Stated task →
Extract every line from the items below that contains the string "reed", copying each line unchanged.
::::
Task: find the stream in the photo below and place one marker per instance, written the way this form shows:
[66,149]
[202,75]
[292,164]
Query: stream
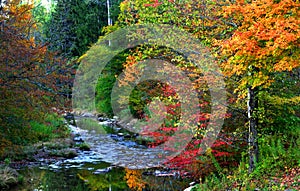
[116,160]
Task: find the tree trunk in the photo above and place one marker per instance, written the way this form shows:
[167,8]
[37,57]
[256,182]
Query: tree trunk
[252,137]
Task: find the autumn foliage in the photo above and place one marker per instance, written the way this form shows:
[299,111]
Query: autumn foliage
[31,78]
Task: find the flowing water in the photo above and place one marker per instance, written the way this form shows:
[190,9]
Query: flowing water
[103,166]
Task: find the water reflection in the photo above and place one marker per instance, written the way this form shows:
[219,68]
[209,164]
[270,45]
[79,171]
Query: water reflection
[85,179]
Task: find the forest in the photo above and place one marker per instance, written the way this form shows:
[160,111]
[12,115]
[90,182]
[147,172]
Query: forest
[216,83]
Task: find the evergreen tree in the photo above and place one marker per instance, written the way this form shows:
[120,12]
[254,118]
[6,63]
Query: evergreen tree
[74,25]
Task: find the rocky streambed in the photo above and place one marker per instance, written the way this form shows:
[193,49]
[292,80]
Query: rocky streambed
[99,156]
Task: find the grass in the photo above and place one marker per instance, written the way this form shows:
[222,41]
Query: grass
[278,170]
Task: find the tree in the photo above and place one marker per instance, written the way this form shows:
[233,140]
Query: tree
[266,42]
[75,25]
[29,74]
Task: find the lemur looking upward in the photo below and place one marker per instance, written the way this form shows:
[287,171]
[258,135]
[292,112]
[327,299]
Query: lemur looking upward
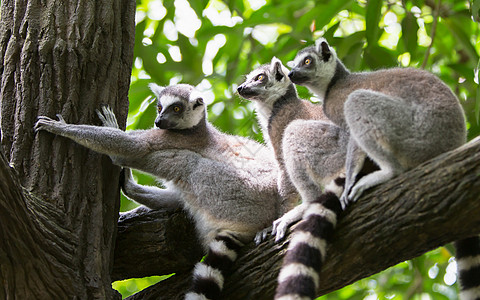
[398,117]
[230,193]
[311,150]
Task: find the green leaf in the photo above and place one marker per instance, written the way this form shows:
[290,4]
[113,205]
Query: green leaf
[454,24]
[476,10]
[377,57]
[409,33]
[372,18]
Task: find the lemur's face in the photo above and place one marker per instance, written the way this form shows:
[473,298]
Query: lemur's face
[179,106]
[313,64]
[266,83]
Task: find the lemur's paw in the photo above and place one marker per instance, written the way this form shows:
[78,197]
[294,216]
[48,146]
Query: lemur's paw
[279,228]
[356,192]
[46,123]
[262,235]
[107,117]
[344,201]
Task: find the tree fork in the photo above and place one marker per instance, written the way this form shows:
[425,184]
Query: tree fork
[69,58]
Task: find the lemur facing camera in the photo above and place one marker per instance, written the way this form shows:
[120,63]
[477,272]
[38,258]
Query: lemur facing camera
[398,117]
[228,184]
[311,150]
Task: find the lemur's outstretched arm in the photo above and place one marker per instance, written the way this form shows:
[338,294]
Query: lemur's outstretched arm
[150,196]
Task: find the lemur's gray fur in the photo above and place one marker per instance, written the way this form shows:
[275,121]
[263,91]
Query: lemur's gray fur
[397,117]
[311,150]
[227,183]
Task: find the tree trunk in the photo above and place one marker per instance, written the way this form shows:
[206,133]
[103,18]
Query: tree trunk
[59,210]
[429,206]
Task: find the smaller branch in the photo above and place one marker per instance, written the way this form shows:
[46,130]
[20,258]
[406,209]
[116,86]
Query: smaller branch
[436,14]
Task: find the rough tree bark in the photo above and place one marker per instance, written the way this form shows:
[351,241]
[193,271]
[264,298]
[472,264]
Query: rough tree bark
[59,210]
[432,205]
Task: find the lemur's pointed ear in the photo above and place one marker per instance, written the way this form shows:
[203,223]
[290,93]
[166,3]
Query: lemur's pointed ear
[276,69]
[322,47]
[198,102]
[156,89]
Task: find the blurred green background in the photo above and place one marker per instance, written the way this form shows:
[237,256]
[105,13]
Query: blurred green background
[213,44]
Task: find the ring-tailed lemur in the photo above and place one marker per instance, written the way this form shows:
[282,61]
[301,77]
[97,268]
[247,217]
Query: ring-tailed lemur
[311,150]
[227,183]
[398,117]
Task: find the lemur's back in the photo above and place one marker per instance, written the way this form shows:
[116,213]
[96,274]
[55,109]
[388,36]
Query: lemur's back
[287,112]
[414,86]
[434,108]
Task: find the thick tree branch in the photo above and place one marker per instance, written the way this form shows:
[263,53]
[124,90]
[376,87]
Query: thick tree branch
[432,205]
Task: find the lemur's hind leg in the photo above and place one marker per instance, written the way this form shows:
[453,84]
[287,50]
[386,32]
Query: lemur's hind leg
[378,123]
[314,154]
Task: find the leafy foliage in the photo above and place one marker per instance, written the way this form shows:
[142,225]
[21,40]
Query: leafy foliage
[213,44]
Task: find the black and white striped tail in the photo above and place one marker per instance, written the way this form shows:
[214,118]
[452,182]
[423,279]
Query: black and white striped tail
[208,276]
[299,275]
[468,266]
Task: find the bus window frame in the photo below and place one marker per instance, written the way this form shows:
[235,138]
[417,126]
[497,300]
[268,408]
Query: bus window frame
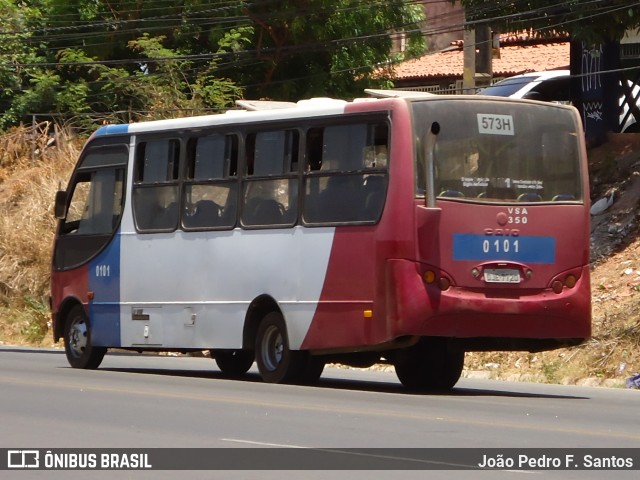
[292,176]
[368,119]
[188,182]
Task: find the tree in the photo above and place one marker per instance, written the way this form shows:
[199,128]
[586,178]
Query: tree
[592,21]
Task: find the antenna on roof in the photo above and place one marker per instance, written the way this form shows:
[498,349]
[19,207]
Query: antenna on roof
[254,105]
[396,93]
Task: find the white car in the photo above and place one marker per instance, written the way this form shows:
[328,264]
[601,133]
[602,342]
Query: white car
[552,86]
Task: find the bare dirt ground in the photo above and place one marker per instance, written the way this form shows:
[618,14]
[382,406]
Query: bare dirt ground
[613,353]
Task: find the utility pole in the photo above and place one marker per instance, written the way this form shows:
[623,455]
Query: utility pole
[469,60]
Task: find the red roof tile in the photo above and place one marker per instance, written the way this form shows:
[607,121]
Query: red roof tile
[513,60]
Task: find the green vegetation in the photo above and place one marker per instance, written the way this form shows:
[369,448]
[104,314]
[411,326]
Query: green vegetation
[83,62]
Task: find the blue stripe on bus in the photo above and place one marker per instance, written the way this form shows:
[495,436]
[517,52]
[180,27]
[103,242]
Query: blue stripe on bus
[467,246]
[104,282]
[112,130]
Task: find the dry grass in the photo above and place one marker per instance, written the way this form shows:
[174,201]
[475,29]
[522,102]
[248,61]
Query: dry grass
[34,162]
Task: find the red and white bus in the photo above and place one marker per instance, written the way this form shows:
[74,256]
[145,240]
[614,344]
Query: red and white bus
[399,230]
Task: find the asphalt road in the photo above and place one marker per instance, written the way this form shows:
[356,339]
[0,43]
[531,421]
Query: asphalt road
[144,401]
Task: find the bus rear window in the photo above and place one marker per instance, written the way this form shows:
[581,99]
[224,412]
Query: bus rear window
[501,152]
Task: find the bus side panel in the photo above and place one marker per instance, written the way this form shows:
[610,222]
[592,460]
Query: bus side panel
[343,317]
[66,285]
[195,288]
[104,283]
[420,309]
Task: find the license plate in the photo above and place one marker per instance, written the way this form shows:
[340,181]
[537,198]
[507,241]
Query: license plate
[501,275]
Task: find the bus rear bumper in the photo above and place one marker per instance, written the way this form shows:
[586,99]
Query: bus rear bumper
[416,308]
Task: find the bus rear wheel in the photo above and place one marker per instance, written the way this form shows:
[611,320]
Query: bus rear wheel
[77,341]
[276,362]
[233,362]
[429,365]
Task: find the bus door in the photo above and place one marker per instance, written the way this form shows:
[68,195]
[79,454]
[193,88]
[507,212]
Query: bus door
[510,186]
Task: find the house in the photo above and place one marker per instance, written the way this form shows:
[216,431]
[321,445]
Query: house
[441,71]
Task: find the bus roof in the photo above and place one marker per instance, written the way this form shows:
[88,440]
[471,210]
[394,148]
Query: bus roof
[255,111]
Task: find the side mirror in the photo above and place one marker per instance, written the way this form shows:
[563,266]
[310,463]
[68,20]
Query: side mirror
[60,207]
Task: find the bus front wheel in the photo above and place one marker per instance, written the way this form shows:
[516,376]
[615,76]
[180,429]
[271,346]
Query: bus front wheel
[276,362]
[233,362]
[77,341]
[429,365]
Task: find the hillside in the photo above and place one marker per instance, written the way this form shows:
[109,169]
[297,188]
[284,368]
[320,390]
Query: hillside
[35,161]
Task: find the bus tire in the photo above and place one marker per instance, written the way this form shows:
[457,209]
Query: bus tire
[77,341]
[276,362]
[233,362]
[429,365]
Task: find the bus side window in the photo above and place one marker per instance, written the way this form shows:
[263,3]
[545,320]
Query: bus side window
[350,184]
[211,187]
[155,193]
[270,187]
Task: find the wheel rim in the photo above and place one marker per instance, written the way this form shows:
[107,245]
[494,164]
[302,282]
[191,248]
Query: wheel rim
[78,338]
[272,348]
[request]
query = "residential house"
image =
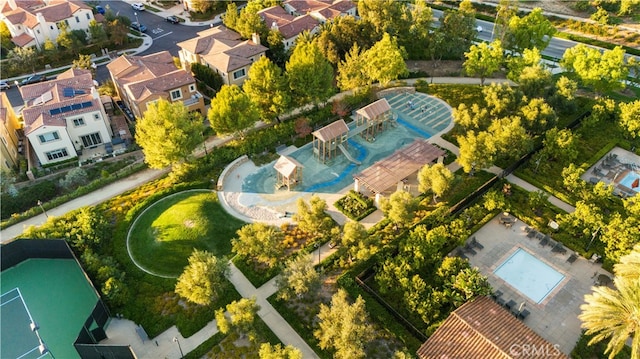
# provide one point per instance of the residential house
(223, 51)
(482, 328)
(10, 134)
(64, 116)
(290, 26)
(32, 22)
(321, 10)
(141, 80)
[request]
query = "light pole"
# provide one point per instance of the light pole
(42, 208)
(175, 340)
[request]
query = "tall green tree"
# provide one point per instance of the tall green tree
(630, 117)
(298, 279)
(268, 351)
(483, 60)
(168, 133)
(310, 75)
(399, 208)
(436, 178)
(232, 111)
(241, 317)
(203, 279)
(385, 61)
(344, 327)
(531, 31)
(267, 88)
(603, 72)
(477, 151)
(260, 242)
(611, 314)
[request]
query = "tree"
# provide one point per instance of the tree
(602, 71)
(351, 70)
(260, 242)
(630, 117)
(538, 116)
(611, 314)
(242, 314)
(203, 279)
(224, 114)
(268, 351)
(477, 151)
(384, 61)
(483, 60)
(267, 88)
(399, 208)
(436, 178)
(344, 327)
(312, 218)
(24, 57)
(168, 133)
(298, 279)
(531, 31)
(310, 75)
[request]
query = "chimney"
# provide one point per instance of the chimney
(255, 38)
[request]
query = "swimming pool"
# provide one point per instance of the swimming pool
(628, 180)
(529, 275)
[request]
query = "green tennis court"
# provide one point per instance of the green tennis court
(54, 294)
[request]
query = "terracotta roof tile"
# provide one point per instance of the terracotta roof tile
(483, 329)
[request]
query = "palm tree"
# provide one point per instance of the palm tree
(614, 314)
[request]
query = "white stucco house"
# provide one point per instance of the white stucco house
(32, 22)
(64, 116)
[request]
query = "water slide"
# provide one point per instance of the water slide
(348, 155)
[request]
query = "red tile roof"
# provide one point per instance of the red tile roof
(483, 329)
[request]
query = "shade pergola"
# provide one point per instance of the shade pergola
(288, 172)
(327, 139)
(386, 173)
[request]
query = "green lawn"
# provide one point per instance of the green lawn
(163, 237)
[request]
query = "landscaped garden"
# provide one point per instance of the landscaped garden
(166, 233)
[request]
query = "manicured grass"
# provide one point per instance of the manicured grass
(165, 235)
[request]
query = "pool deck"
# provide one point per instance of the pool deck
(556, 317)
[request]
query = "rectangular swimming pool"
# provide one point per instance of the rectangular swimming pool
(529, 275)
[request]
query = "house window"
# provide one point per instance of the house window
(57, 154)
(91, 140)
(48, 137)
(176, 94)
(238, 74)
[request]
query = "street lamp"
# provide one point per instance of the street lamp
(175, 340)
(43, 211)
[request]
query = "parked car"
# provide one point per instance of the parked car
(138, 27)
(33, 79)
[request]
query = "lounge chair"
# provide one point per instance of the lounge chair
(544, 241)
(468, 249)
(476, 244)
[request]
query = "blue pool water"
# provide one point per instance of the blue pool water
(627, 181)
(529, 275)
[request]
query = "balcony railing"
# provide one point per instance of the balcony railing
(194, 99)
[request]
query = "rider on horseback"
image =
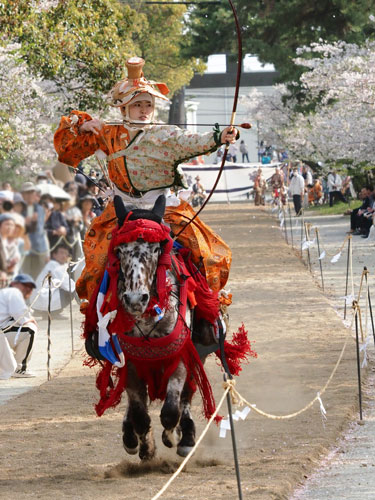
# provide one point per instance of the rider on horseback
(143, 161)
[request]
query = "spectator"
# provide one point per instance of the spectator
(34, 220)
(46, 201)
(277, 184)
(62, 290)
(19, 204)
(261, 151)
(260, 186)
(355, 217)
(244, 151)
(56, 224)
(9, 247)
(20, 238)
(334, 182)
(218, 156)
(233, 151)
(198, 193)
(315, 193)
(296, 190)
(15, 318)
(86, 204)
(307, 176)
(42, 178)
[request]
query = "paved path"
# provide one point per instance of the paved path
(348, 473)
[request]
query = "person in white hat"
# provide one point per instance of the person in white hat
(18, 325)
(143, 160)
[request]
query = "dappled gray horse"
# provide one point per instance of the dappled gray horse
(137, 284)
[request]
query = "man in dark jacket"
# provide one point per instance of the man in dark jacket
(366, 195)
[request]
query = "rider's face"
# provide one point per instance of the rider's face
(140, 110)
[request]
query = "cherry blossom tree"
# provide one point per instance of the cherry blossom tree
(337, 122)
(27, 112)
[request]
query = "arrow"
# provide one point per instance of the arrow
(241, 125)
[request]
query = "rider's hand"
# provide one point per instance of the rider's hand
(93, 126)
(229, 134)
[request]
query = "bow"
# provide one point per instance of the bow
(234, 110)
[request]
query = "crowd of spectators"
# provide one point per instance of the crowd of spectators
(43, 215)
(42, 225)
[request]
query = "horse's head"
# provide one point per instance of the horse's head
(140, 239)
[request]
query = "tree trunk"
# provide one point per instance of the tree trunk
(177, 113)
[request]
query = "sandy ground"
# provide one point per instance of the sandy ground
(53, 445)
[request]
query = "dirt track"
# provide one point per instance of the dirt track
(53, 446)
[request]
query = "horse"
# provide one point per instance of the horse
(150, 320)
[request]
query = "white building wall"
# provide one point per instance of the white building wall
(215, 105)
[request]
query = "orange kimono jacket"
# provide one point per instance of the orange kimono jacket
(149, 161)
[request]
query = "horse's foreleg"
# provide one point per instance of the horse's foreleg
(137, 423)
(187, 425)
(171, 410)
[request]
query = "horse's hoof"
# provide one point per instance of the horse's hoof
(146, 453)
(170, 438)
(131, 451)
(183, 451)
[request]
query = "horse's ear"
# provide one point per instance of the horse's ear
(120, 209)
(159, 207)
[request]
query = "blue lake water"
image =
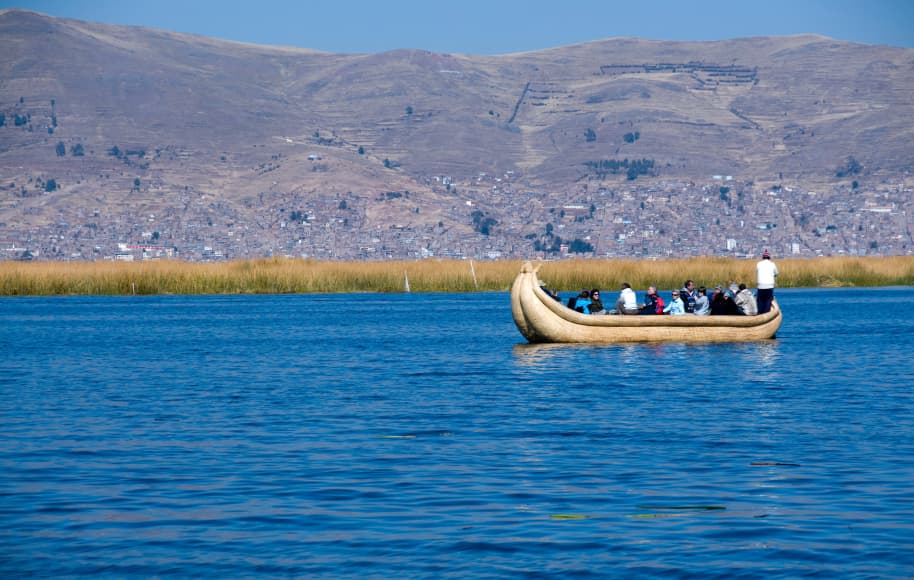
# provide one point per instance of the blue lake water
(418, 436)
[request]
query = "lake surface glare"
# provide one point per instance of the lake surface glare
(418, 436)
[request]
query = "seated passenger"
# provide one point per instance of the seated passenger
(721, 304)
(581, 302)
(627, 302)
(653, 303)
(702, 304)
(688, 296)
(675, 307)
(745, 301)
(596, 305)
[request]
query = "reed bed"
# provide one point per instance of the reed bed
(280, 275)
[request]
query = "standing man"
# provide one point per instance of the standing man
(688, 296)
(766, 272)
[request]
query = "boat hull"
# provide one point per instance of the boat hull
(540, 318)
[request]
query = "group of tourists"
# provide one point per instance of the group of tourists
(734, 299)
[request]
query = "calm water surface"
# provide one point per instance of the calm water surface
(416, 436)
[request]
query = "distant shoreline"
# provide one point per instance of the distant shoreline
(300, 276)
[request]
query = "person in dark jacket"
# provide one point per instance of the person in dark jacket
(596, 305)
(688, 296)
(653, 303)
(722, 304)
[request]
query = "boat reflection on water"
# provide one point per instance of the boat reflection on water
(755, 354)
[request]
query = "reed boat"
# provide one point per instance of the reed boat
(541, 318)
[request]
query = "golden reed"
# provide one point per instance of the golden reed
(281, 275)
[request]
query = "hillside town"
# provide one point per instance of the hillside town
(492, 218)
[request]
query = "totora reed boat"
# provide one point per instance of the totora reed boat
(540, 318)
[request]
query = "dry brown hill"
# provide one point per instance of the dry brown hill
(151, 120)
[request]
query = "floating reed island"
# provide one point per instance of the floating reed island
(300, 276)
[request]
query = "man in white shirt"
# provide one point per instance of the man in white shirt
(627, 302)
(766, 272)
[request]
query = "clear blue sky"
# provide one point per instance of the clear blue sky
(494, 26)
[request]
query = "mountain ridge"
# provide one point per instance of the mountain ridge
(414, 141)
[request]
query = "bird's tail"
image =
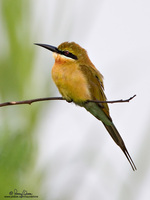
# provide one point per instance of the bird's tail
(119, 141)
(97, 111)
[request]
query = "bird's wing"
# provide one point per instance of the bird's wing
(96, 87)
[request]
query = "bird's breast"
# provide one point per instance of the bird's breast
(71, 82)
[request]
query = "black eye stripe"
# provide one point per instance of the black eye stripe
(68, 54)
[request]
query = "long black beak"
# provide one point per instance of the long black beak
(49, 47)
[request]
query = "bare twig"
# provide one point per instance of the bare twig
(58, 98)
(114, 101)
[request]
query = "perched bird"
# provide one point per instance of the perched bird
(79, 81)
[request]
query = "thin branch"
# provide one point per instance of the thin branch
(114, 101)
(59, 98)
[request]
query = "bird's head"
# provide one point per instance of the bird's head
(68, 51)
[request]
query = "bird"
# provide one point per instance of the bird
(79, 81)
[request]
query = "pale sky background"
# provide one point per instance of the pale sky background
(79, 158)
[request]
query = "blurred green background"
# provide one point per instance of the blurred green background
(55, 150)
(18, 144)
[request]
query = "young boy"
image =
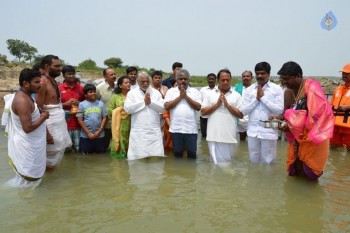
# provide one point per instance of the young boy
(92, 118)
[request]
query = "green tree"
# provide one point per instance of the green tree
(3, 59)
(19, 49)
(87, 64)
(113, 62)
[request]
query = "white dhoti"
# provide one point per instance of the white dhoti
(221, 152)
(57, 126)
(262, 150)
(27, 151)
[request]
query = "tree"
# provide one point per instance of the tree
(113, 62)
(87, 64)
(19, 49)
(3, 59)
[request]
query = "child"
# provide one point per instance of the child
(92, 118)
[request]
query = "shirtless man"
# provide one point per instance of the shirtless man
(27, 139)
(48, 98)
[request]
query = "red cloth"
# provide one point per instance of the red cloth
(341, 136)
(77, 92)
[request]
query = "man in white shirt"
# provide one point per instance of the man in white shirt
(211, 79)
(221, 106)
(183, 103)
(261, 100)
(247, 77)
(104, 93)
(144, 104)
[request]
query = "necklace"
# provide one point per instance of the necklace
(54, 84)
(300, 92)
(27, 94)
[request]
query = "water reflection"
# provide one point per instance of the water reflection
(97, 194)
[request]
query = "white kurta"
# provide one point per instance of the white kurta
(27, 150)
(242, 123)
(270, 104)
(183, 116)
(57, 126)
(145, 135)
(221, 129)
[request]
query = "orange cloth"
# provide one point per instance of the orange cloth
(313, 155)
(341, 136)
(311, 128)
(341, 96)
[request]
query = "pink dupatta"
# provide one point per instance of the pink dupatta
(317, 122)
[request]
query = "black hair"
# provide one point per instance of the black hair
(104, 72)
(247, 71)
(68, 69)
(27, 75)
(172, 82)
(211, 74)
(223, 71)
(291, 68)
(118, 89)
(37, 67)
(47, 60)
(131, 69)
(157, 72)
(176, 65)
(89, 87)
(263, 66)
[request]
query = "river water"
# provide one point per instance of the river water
::::
Expected answer →
query = "reed bed"
# provide one point per instance of the reed bed
query = "reed boat"
# provide one point per instance of the reed boat
query = "golden reed"
# provide one point per instance of the golden reed
query = "totora reed boat"
# provide one point per instance of the totora reed boat
query = "floating reed island"
# provide one point per instance of the floating reed island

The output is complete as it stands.